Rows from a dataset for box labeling

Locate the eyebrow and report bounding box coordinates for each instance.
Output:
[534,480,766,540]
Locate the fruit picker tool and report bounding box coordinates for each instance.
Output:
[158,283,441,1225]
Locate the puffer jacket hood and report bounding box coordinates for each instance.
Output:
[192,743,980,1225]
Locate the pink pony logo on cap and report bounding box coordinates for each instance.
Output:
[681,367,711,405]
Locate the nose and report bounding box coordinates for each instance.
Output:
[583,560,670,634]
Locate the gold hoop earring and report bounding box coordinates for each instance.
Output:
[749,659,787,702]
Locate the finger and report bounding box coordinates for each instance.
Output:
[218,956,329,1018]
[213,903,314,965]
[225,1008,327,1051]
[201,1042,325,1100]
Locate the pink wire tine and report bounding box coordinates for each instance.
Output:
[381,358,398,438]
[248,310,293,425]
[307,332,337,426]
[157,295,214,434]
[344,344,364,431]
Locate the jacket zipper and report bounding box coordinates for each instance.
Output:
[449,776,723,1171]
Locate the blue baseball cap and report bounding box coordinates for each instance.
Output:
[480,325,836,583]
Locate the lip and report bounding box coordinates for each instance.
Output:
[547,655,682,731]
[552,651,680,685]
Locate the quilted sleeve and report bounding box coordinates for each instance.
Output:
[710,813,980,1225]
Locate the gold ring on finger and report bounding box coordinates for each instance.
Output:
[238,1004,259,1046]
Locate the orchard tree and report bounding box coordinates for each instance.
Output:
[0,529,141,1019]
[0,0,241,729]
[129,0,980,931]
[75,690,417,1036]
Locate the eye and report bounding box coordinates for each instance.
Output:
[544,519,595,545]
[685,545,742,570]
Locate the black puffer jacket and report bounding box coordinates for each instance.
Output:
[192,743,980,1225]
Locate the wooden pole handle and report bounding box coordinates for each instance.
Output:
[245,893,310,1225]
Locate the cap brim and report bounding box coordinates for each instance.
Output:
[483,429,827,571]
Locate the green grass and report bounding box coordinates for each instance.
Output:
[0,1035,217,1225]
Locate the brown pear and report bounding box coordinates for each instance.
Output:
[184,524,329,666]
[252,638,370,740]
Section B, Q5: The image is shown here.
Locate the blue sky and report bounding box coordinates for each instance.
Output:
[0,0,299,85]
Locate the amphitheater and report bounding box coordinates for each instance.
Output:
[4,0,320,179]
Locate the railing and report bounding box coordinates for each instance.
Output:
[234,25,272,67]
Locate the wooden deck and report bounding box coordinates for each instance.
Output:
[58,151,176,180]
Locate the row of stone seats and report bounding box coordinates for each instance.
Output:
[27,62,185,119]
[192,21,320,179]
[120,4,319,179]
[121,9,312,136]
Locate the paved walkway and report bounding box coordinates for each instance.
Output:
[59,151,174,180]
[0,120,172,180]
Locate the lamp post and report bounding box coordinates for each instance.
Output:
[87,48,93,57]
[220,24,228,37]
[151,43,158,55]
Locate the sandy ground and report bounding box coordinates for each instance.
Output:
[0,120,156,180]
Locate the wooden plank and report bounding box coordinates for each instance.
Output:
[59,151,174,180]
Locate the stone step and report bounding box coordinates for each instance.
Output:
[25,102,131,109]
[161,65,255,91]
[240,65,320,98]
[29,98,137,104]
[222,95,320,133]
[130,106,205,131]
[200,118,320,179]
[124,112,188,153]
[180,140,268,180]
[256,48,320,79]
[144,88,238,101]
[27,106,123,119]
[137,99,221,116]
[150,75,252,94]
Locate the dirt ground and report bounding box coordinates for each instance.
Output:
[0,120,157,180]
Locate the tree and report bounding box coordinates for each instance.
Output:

=== What you should do ===
Copy every item above word for word, keeping each line as it appears.

=== Exercise response ===
Locate the eyebrow and report bounding box coordinates for each instance.
Output:
[534,480,766,540]
Locate the fruit picker tool and report bounding box coordinates for each instance.
Output:
[158,283,441,1225]
Locate the puffer jacket hood and report bounding box coordinates for each instance.
Output:
[192,743,980,1225]
Locate the pink pony logo on cap and report bounding box coordinates for each instance.
Output:
[681,367,711,405]
Locate the nose and report bounding box coordinates for each instance.
Output:
[583,560,670,634]
Locate the gold hoop earring and report bounding box coordinates for each instance.
Output:
[749,659,787,702]
Locate the finger and report bounding box coordinates for each instance.
Output:
[218,956,329,1018]
[213,903,314,965]
[225,1008,327,1051]
[201,1042,325,1100]
Locate the pink wire tine and report bounding box coordinates for each instance.
Output:
[381,358,398,438]
[248,310,293,425]
[307,332,337,426]
[157,295,214,434]
[344,344,364,431]
Locate the jacket zipper and report bounding box coordinates for each instance.
Output:
[449,776,723,1171]
Locate the blue baseball cap and report bounding box coordinates for each instance.
Output:
[480,325,836,583]
Locate the lip and report bounding box coordinates for each instance.
Output:
[547,655,682,731]
[552,651,680,685]
Locate the quilted sleeve and report bounding box coordinates for each instance.
Output:
[710,813,980,1225]
Locate the gold ring on finger and report bounding box coordinates for each instance.
Output:
[238,1004,259,1046]
Locate the orchard tree and report bounding box coordinates for each instance.
Output:
[0,529,141,1019]
[0,0,241,729]
[129,0,980,931]
[75,690,417,1036]
Locate the eye and report bounding box coordinates for each instance.
Output:
[544,519,595,545]
[685,545,742,570]
Locate the black puffer jacket and report bounding box coordinates for each instance.
Output:
[192,743,980,1225]
Locate the wooden pole handle and report bounding box coordinates for each instance.
Output:
[245,893,310,1225]
Locate the cap brim and report bounding box coordinates for each instance.
Output:
[483,429,827,571]
Locate the green grass and report bounding box coordinates for each instance.
Output:
[0,1035,217,1225]
Locate the brown pear and report bounding box coordinates for each instance.
Output:
[184,524,329,666]
[252,638,370,740]
Section B, Q5: The image is shown here.
Locate the blue sky and report bounding box coordinates for each instance.
Output:
[0,0,299,85]
Locate the amphitheater and report bounding box coordinates for each instance.
Output:
[4,0,320,179]
Locate the railing and report bounding box coordinates for each instance.
Output:
[234,25,272,67]
Locate the wooden deck and report bounding box coordinates for each instance.
Output:
[58,151,176,180]
Locate the row of stone seats and report bounding box coordinates for each instance.
Output:
[27,62,185,119]
[192,21,320,179]
[120,4,319,179]
[121,9,312,136]
Locate the paved walkway and report bounding box coordinates for each instance.
Output:
[59,151,174,180]
[0,120,172,180]
Locate the lamp post and report bounding box coordinates for each instance.
Output:
[87,48,93,57]
[220,24,228,37]
[151,43,158,55]
Locate the sandy ground and report bounding box coordinates for each instance.
Output:
[0,120,156,180]
Locate the wooden plank and report bounding box coordinates for each instance.
Output:
[59,151,174,180]
Locate the stone step and report bounding box coordinates for each instance.
Output:
[25,102,131,109]
[161,65,255,91]
[240,65,320,98]
[29,98,137,104]
[222,95,320,133]
[130,106,205,131]
[200,118,320,179]
[124,112,188,153]
[180,140,268,180]
[256,48,320,79]
[144,88,238,101]
[27,106,123,119]
[137,99,221,116]
[150,75,252,94]
Locate the dirt ground and report bounding box coordinates for each instance.
Output:
[0,120,157,180]
Locate the tree and report bounding box coordinates for each instance.
Output:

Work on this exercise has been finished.